Data items:
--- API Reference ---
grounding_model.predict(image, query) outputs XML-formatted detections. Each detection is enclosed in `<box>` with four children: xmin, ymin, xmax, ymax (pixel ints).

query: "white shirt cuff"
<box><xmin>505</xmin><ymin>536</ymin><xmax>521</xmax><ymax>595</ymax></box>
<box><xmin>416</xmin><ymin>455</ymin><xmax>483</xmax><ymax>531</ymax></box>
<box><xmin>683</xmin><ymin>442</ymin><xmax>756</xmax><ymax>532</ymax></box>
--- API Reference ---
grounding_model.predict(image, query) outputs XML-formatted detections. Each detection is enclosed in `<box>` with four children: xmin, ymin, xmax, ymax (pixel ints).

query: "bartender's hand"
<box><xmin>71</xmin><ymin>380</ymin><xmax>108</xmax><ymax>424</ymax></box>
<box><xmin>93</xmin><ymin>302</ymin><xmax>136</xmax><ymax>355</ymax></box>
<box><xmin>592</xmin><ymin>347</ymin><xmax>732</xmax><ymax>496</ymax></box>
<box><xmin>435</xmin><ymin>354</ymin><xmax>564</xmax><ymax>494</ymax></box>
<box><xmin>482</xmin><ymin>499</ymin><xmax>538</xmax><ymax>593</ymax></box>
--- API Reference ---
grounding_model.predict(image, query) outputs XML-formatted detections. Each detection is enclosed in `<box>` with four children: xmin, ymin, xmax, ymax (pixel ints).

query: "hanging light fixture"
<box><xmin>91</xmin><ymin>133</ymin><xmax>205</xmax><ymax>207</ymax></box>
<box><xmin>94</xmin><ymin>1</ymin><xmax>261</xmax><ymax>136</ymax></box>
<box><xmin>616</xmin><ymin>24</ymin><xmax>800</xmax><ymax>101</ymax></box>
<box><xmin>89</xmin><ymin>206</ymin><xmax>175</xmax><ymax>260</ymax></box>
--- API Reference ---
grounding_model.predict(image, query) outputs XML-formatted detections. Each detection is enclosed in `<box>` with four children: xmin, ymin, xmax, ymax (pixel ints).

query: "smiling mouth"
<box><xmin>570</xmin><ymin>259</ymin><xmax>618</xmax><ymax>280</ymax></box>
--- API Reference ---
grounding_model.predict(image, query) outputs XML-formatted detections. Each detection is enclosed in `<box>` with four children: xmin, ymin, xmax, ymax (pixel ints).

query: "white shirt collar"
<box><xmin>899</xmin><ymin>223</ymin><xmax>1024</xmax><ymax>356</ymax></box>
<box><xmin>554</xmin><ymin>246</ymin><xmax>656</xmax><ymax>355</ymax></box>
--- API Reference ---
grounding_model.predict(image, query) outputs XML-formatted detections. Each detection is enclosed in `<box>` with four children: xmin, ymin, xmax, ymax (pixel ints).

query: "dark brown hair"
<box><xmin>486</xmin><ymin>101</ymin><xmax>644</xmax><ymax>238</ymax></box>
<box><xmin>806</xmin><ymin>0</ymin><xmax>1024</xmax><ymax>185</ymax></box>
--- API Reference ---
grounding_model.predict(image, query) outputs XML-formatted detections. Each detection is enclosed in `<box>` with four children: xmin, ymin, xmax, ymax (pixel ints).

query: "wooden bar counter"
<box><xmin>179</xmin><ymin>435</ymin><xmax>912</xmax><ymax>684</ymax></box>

▶ [Work request]: Send back every entry precisely as given.

▶ [Response below]:
--- API Reference ---
grounding_model.predict(image, query) outputs XML-formatted detections. Each detection is enclosed in `<box>` with four children: xmin, ymin, xmax, ymax (pixel ints).

query: "white shirt cuff"
<box><xmin>505</xmin><ymin>536</ymin><xmax>521</xmax><ymax>595</ymax></box>
<box><xmin>416</xmin><ymin>455</ymin><xmax>483</xmax><ymax>531</ymax></box>
<box><xmin>683</xmin><ymin>442</ymin><xmax>756</xmax><ymax>532</ymax></box>
--- API Reference ---
grounding_model.predict(image, query) outputs XML-formatted detections. Each detection is enclosed in `<box>` with four children: xmin, ymin, xmax, ymax (pixel ints).

query: "bartender's hand"
<box><xmin>71</xmin><ymin>380</ymin><xmax>108</xmax><ymax>424</ymax></box>
<box><xmin>93</xmin><ymin>302</ymin><xmax>136</xmax><ymax>355</ymax></box>
<box><xmin>592</xmin><ymin>347</ymin><xmax>732</xmax><ymax>496</ymax></box>
<box><xmin>435</xmin><ymin>354</ymin><xmax>564</xmax><ymax>494</ymax></box>
<box><xmin>482</xmin><ymin>499</ymin><xmax>538</xmax><ymax>593</ymax></box>
--- API Reference ---
grounding_model.predict(image, query) outputs XML-formatted detections. Each detection is enclosed in `<box>` with four children: xmin, ymin, xmax, ymax (pixel ints).

query: "hanging light fixture"
<box><xmin>91</xmin><ymin>133</ymin><xmax>205</xmax><ymax>207</ymax></box>
<box><xmin>94</xmin><ymin>1</ymin><xmax>261</xmax><ymax>136</ymax></box>
<box><xmin>616</xmin><ymin>24</ymin><xmax>800</xmax><ymax>101</ymax></box>
<box><xmin>89</xmin><ymin>206</ymin><xmax>175</xmax><ymax>260</ymax></box>
--- API Reference ---
grounding_model.predict(image, query) outputs XML-formatted detections. Each detection is enclosed in `<box>` with four children: xmin, ymin, xmax, ymax (pixel ints).

query: "smiling mouth"
<box><xmin>570</xmin><ymin>259</ymin><xmax>618</xmax><ymax>280</ymax></box>
--- API Reference ---
grounding_model.predict(image, query) outputs XML-formatted detections. Each detection is enclosed in `<box>` with four children: xmin, ymin, xmax, ymax (pixel ints).

query: "white shirt collar"
<box><xmin>899</xmin><ymin>223</ymin><xmax>1024</xmax><ymax>356</ymax></box>
<box><xmin>554</xmin><ymin>246</ymin><xmax>656</xmax><ymax>355</ymax></box>
--- API Reference ---
grounding_model.predict(image, query) outputs XML-formatted detections. Each detection is enclosed in `<box>` with four children: xmin, ymin, xmax, ymax (pixel ints).

query: "dark brown hair"
<box><xmin>486</xmin><ymin>101</ymin><xmax>644</xmax><ymax>238</ymax></box>
<box><xmin>806</xmin><ymin>0</ymin><xmax>1024</xmax><ymax>185</ymax></box>
--- API Reference ---
grounding_model.predict(image, query) outputs XML-formatted detections. Each detection is enclosed in `<box>` with four children: xmin, ymin, xmax, ymax (pixel ints).

query: "wooden bar counter"
<box><xmin>179</xmin><ymin>435</ymin><xmax>912</xmax><ymax>684</ymax></box>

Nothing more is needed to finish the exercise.